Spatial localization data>
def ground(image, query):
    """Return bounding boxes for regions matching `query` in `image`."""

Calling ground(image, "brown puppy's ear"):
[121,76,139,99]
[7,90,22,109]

Work request> Every line of the entries that includes "query" must be copied into the answer.

Your solution>
def ground(image, query):
    """Return bounding boxes for regions matching `query` in `image`."""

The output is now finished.